• **Tâche courte**
Convertissez en liste JSON de chaînes les lignes du listing ci-dessous, depuis la ligne contenant "Find the mallard" jusqu'à la fin du listing incluse. Produisez une chaîne par ligne et omettez les lignes vides.

• **Données extraites**
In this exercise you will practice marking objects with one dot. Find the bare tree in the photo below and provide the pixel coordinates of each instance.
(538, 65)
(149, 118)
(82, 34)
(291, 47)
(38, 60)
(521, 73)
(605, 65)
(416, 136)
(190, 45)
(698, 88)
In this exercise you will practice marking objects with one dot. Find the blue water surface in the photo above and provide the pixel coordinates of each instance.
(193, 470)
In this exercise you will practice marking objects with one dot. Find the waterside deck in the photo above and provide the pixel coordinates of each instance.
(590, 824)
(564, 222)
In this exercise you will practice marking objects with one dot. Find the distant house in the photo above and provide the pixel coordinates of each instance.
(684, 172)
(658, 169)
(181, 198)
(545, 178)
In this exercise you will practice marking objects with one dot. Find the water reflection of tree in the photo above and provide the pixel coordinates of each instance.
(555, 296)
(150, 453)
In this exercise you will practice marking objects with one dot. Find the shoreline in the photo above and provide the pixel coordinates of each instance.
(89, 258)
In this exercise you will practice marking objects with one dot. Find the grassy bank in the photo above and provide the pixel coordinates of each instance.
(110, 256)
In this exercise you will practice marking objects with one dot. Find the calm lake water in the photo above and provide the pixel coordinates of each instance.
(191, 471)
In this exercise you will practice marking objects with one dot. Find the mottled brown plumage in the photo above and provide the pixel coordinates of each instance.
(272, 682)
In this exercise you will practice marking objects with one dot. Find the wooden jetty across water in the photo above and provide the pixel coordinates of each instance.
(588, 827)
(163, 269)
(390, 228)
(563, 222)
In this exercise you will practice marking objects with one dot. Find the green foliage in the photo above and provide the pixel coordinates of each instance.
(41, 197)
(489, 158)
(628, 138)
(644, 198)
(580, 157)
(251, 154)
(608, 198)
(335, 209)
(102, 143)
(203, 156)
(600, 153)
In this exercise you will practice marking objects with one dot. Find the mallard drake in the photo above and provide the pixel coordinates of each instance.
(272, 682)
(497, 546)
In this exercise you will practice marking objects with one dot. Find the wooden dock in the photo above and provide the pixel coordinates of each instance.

• **Corrigé de l'exercice**
[
  "In this exercise you will practice marking objects with one dot. Find the mallard drake in the photo above and provide the pixel coordinates of each instance.",
  "(272, 682)",
  "(497, 546)",
  "In this exercise you will practice marking objects with one dot. Find the wooden dock in the photo above and provide the pixel coordinates of each instance."
]